Work instructions: Please pick out and copy every line below that contains the word "vertical". Case counts.

Recorded data:
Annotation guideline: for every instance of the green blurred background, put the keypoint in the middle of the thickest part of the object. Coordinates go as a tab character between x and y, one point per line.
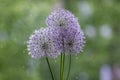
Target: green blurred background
99	19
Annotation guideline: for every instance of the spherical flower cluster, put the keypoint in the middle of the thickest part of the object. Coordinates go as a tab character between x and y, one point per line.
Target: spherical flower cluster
69	28
44	42
63	35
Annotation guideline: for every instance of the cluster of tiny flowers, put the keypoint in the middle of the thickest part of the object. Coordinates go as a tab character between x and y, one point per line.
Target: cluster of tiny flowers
63	35
44	42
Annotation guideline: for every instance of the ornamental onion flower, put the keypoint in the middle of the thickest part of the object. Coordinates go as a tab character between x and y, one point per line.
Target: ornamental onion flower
43	43
72	36
62	19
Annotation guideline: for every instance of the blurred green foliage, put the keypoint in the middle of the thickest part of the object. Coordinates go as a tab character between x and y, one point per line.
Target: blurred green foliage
19	18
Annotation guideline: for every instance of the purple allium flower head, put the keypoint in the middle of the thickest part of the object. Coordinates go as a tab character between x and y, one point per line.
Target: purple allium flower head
62	18
74	41
44	42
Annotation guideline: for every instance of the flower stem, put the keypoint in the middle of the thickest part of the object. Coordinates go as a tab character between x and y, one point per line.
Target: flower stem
69	68
61	66
50	68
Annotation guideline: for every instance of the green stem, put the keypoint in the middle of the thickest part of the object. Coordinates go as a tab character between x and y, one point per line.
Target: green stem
69	68
61	67
63	63
50	68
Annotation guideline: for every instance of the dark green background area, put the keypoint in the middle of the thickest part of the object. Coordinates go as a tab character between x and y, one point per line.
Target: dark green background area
19	18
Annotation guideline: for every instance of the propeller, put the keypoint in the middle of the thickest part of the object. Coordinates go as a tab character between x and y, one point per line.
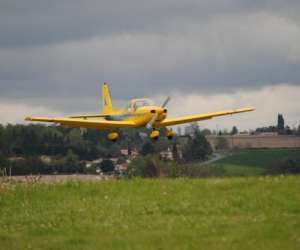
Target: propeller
154	118
166	102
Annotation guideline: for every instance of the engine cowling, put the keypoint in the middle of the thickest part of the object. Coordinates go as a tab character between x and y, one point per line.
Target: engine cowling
154	135
113	136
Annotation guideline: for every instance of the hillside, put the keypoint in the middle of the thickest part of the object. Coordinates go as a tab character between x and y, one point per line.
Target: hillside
228	213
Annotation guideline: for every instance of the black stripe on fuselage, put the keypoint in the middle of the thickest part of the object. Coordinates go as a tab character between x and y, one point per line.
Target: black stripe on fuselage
121	117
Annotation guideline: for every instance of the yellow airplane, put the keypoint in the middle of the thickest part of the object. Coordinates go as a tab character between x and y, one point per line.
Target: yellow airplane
138	113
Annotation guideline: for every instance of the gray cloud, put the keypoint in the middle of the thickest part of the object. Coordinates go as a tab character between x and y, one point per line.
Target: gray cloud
56	53
36	22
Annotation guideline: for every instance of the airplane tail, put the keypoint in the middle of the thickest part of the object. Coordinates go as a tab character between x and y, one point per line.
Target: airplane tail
106	99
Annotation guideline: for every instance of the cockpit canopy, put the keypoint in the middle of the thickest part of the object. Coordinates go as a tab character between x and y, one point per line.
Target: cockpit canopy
138	103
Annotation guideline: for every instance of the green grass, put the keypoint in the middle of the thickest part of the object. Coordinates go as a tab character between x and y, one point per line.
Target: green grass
253	162
229	213
259	158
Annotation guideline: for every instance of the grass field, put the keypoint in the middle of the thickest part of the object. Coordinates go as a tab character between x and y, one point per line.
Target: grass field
226	213
254	162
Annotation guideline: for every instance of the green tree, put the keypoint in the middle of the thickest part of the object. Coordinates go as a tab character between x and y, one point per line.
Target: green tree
234	130
71	163
147	148
280	124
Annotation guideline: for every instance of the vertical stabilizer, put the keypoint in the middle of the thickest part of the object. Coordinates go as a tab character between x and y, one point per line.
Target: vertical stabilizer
106	99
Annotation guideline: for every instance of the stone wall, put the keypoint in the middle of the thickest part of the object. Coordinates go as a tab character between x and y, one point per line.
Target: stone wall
255	141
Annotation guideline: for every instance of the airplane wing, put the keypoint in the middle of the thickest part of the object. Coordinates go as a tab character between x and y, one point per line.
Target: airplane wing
84	123
200	117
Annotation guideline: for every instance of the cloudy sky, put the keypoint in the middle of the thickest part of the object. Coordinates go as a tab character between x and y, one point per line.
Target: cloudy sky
208	55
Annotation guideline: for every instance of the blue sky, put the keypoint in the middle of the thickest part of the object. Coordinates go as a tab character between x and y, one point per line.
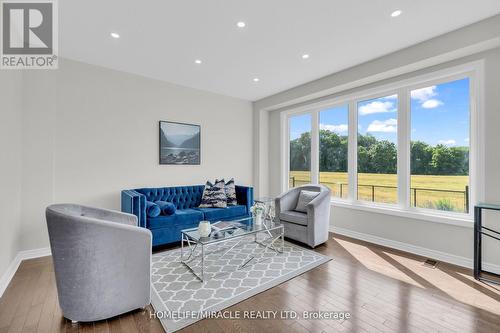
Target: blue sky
439	114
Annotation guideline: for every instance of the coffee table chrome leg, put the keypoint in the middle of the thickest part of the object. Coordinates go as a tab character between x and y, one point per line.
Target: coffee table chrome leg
202	263
282	240
182	248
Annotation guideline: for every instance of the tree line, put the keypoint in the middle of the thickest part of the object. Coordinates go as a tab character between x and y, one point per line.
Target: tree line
377	156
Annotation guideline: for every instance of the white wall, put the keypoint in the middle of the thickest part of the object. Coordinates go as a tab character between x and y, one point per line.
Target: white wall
10	167
456	242
90	132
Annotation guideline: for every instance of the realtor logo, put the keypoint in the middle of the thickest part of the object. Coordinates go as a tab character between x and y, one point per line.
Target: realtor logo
29	34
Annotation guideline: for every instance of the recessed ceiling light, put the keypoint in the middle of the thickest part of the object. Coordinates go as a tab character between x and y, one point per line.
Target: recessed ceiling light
396	13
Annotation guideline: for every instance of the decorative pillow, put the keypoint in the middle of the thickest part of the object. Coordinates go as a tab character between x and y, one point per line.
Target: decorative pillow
214	195
166	207
230	190
305	197
152	209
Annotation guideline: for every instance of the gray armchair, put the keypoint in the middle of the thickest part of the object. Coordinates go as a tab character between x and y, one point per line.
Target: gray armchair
312	227
102	261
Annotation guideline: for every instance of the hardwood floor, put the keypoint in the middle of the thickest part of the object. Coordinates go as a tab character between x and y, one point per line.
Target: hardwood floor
384	290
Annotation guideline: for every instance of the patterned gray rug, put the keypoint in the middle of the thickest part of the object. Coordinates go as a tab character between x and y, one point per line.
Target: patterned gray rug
180	299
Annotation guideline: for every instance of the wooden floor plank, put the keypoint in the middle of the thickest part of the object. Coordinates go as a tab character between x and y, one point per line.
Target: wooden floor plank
384	290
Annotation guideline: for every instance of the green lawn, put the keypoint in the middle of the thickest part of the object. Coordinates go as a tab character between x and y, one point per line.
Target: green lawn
429	189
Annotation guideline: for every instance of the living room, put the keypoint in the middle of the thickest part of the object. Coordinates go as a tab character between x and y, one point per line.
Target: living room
245	166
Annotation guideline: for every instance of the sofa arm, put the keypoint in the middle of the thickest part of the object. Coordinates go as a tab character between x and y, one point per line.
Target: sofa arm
244	196
134	203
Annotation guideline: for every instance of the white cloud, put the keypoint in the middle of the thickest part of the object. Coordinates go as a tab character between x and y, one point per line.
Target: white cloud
376	107
385	126
391	97
431	104
341	128
449	142
424	94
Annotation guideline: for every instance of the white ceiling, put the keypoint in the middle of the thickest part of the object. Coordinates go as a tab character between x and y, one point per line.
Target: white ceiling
161	39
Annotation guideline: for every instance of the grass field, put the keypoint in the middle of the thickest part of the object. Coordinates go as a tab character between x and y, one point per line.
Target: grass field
430	190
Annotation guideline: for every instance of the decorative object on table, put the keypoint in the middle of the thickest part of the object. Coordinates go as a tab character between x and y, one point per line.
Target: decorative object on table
258	210
312	226
98	255
188	214
214	195
268	203
180	143
204	228
230	286
479	231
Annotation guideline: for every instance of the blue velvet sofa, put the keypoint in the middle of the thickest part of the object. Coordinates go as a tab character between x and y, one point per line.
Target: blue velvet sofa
167	229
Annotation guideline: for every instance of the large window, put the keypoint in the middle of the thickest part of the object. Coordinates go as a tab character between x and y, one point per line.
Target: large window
377	149
405	146
440	146
300	150
333	140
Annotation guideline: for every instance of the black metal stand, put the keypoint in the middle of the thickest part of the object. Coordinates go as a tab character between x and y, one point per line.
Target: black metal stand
479	231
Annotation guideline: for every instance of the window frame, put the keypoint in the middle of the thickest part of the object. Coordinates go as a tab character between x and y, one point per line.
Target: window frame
474	71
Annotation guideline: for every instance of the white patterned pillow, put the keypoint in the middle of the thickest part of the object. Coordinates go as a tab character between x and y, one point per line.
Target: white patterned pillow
214	195
230	190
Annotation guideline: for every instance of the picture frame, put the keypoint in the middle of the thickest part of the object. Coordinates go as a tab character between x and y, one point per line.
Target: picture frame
179	143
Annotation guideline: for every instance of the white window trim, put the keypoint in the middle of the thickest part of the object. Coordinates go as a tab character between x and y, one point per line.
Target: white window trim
472	70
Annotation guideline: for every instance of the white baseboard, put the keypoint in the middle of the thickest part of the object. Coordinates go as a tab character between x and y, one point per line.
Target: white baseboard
424	252
14	265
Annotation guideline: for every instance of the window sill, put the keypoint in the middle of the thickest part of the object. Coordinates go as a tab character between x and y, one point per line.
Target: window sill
453	219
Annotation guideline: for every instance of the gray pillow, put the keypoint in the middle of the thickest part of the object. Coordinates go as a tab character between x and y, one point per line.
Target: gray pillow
305	197
214	195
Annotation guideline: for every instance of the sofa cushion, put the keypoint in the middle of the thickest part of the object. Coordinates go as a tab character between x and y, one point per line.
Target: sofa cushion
214	195
230	190
181	218
305	197
181	196
294	217
152	209
167	208
213	214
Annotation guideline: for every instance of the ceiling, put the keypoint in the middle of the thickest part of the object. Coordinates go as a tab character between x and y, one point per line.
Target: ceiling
162	39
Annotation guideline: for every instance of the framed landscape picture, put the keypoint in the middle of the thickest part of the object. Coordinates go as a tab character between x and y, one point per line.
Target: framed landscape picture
180	143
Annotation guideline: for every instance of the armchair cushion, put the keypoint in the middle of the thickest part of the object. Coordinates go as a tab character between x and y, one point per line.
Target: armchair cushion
294	217
305	197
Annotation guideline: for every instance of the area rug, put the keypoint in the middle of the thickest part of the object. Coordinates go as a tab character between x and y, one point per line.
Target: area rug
180	299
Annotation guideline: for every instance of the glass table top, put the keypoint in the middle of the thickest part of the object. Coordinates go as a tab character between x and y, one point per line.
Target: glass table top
241	227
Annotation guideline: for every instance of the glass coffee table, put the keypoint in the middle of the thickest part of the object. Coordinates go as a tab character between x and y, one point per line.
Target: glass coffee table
194	249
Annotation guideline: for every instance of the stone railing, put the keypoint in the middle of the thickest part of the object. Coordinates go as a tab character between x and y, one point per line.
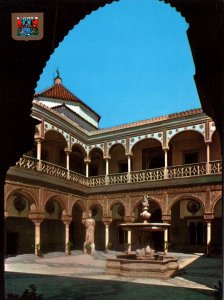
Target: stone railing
187	170
28	163
216	167
147	175
52	169
181	171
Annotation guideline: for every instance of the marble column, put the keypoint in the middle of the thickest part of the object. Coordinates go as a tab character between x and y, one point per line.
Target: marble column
208	158
129	168
67	151
39	141
129	241
209	235
165	163
166	241
67	220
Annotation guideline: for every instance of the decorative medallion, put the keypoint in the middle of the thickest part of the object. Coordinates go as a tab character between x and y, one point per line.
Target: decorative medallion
19	204
27	26
193	206
50	207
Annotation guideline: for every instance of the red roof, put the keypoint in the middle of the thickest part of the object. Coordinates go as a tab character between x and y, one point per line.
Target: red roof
58	91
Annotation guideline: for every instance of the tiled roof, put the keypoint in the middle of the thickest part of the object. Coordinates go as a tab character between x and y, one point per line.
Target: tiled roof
58	91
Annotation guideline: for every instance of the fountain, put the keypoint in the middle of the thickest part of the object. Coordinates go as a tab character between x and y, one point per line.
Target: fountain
145	262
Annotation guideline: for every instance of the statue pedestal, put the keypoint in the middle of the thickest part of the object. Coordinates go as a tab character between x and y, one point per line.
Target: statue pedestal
87	249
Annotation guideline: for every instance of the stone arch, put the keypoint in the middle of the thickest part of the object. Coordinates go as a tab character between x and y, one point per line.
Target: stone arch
188	227
97	165
183	130
77	228
23	193
99	230
185	197
110	147
158	139
114	202
82	205
147	154
77	157
219	198
215	147
53	146
150	198
59	200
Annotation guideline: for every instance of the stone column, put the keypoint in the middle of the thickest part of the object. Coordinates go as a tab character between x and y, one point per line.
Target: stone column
165	241
166	219
106	221
39	141
129	219
67	151
87	169
165	163
37	218
208	158
67	220
107	170
208	240
129	241
129	168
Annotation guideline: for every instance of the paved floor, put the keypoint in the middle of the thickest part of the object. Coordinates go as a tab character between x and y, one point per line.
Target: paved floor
81	276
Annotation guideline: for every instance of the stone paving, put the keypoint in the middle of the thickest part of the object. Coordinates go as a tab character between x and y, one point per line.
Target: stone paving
81	276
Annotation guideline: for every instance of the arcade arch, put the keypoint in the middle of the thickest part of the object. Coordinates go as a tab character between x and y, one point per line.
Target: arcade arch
18	222
216	228
97	164
76	227
118	237
99	233
188	228
119	161
147	154
186	147
52	148
77	157
153	239
52	228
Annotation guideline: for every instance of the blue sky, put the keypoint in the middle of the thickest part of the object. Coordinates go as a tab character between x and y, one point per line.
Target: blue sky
128	62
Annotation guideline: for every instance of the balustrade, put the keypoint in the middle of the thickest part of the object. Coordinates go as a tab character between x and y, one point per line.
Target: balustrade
216	167
187	170
54	170
180	171
27	162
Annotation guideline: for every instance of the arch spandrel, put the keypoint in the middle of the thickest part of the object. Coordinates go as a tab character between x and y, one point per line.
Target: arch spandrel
199	128
21	192
59	199
186	197
48	128
150	199
153	136
82	204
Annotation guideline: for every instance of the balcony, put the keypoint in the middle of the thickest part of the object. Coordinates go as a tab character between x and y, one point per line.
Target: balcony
173	172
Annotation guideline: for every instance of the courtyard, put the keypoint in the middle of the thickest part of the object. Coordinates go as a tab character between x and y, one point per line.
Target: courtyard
81	276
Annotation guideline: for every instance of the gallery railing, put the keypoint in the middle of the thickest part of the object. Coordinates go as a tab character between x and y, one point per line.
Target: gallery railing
181	171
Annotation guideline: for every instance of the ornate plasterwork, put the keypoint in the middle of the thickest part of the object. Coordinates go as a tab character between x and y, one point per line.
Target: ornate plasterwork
115	142
154	135
74	141
95	146
197	127
212	128
48	126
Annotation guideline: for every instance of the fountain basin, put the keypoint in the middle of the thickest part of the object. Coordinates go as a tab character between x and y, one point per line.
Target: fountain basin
128	265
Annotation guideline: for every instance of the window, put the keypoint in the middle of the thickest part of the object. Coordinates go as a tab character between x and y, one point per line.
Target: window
122	167
191	157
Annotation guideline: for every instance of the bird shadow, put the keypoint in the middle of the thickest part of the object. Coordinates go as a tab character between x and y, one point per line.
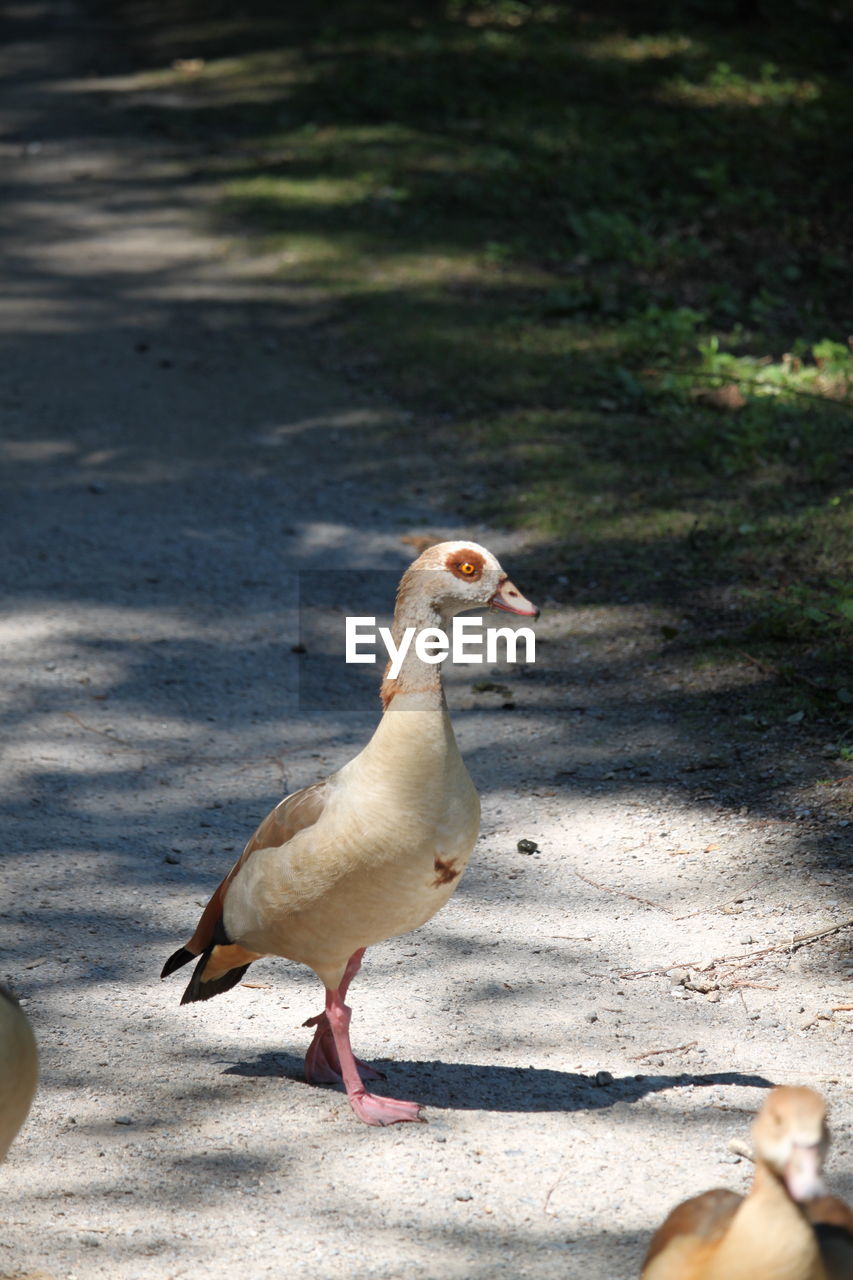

Answer for this exercise:
Annotation guideline: for every instance of the vertical stabilizer, put the keypoint in the middle of the thickest part of the object. Coordinates go as a tab character between x and y, one point per line.
Target: vertical stabilizer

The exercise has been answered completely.